Task prompt: Copy out every line of the records below that contains the string "positive", matching case exactly.

Input data:
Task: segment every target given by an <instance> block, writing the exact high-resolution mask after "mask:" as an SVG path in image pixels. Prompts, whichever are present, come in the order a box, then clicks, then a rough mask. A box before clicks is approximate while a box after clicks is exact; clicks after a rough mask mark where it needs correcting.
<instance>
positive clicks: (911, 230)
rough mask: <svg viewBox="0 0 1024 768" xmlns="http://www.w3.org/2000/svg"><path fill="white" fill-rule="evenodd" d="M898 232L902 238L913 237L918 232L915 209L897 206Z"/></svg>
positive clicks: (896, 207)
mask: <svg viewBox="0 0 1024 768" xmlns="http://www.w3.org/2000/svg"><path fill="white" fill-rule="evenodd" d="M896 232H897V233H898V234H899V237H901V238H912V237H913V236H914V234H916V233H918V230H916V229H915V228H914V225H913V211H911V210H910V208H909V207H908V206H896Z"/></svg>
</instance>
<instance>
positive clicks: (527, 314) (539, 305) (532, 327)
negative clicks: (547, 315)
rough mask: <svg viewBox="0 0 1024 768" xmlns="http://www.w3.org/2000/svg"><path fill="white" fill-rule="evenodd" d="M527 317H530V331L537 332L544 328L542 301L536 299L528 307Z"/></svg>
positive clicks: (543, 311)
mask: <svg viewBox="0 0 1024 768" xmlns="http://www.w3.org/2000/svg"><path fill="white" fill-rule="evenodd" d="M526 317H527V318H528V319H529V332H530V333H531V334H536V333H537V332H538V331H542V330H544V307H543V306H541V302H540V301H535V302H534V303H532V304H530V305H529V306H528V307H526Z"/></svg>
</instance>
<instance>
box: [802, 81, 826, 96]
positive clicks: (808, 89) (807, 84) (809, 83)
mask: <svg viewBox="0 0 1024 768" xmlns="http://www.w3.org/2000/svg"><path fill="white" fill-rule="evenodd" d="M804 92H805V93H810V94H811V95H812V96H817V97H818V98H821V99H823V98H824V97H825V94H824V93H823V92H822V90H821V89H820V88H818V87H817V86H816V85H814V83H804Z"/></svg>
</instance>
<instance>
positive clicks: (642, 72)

Your solution:
positive clicks: (911, 230)
positive clicks: (896, 207)
positive clicks: (527, 314) (539, 305) (532, 327)
positive clicks: (543, 311)
positive clicks: (808, 89) (807, 84) (809, 83)
positive clicks: (642, 72)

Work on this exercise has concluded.